- WHAT IS REQUIRED -
Please lay out the data as a Markdown table with the columns Row and Line, from the line with "As a warehouse robot's perception module, locate bird's foot" to the last line of the data, both included. Number the rows and leave out blank lines.
— START RECORDS SUPPLIED —
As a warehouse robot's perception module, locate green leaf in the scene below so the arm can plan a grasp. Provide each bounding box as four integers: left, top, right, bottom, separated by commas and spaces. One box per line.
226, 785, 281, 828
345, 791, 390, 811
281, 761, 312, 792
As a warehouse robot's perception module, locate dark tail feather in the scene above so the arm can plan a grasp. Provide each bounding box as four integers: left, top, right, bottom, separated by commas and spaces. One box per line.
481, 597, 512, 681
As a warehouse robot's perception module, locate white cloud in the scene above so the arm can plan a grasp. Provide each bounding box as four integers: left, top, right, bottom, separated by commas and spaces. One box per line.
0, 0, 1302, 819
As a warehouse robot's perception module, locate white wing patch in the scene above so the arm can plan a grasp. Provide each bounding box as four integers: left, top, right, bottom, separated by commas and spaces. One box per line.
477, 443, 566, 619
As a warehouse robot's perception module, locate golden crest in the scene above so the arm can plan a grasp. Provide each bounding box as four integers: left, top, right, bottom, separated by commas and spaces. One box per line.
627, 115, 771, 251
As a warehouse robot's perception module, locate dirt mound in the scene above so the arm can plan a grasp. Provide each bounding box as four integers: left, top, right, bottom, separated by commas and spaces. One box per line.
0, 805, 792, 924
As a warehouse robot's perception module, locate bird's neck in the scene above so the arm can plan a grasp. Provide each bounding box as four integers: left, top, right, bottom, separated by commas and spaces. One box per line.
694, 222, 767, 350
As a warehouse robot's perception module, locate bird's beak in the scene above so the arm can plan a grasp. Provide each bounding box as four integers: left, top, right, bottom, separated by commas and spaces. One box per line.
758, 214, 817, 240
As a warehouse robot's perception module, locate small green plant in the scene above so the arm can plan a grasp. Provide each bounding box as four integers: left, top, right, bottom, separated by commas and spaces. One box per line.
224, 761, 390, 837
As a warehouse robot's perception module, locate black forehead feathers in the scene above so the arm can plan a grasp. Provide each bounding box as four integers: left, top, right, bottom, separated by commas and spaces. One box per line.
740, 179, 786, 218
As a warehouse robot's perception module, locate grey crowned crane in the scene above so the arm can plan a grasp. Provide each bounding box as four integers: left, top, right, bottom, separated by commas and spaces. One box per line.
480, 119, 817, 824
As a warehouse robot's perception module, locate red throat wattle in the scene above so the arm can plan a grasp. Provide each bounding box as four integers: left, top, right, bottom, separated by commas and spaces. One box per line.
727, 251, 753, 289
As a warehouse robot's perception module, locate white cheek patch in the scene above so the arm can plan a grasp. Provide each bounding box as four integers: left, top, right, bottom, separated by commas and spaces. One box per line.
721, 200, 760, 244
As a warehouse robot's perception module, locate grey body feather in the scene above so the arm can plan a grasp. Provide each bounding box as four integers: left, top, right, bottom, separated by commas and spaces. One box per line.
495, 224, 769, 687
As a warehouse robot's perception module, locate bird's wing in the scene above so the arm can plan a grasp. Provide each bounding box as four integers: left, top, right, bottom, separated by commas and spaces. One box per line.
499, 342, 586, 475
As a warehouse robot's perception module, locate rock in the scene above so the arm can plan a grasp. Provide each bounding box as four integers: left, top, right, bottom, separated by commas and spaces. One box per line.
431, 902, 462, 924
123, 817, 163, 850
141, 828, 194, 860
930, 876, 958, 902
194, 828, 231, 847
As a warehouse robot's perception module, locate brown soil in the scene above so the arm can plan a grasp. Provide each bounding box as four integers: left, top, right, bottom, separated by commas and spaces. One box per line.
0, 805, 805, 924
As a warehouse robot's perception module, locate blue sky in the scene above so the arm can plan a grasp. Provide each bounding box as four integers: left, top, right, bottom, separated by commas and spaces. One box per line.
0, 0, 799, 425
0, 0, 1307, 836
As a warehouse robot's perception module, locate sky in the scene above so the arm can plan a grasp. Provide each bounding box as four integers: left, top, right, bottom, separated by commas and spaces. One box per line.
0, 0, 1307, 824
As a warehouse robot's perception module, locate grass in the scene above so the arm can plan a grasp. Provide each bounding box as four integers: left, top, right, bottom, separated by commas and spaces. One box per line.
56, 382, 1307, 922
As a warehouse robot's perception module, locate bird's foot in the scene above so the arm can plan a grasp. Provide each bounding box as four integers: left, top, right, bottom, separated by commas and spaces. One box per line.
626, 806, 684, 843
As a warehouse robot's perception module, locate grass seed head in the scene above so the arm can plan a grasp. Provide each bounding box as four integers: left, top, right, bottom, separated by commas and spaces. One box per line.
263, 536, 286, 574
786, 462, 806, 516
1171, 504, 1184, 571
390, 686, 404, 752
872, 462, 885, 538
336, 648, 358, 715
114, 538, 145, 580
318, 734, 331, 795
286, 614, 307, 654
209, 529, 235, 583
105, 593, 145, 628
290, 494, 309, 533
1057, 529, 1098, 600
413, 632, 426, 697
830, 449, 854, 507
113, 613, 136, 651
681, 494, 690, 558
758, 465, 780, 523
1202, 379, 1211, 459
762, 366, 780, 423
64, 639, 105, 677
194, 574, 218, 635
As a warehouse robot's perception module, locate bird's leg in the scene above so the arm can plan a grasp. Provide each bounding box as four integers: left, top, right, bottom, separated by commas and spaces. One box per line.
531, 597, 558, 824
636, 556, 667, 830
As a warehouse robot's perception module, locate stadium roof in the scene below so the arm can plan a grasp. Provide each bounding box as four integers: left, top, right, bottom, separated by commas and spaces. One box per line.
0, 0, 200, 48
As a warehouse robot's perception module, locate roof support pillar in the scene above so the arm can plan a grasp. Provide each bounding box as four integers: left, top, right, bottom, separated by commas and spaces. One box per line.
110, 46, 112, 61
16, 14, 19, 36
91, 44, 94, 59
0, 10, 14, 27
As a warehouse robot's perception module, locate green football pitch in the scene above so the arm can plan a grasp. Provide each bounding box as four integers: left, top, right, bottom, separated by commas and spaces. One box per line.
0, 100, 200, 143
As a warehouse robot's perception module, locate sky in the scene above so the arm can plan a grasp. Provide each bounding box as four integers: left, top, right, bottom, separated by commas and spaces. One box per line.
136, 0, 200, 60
— END RECORDS SUPPLIED —
- WRITTEN SOLUTION -
| Row | Line |
|---|---|
| 1 | As a warehouse robot's perception module, locate bird's foot in the scene above so the arm can plan a grasp. Provide each bounding box as four integers: left, top, right, bottom, separated by commas and spaces. One box per line. |
| 2 | 626, 806, 684, 843 |
| 3 | As a warehouse robot's perception module, locate grass seed head in the scene above so the arm can plan a grasp. Provide each bounding box as four integers: left, top, right, bottom, separated by commas and spaces. One box per line. |
| 4 | 263, 536, 286, 574 |
| 5 | 786, 462, 806, 516 |
| 6 | 1171, 504, 1184, 571 |
| 7 | 390, 686, 404, 752 |
| 8 | 872, 462, 885, 538 |
| 9 | 336, 648, 358, 715 |
| 10 | 114, 538, 145, 580 |
| 11 | 318, 734, 331, 795 |
| 12 | 286, 614, 307, 654 |
| 13 | 209, 529, 235, 583 |
| 14 | 105, 593, 145, 628 |
| 15 | 290, 494, 309, 533 |
| 16 | 1057, 529, 1098, 600 |
| 17 | 413, 632, 426, 697 |
| 18 | 830, 449, 854, 507 |
| 19 | 113, 613, 136, 651 |
| 20 | 681, 494, 690, 558 |
| 21 | 758, 465, 780, 523 |
| 22 | 1202, 379, 1211, 459 |
| 23 | 762, 366, 780, 423 |
| 24 | 64, 639, 105, 677 |
| 25 | 194, 574, 218, 635 |
| 26 | As a warehouse robot's perception module, locate bird's leg in the scene above so the arm can plan a grasp. Provide each bounding box as four integers: left, top, right, bottom, separated by commas and spaces. One box per line. |
| 27 | 531, 597, 558, 824 |
| 28 | 636, 556, 667, 830 |
| 29 | As a warehouse robot's perception module, locate stadium roof in the scene below so the arm can plan a grasp. Provide each bounding box as four integers: left, top, right, bottom, separated by commas and spaces. One box per line. |
| 30 | 0, 0, 200, 48 |
| 31 | As a warehouse robot's perception module, locate roof support pillar in the scene above so the arm can plan a grasp. Provide each bounding box as four integers: left, top, right, bottom, separated by commas and spaces. One box per line. |
| 32 | 110, 46, 112, 61 |
| 33 | 16, 14, 19, 36 |
| 34 | 91, 44, 94, 59 |
| 35 | 0, 10, 14, 27 |
| 36 | As a warehouse robot's perception module, locate green football pitch in the scene above so the arm can plan a grasp. Provide each bounding box as four integers: left, top, right, bottom, separated by commas and spaces. One box per line. |
| 37 | 0, 100, 200, 143 |
| 38 | As a warehouse robot's perception module, locate sky in the scene above so the arm can plan a grasp. Provide each bounding box as four integers: left, top, right, bottom, separated by commas and spaces. One box per line. |
| 39 | 136, 0, 200, 60 |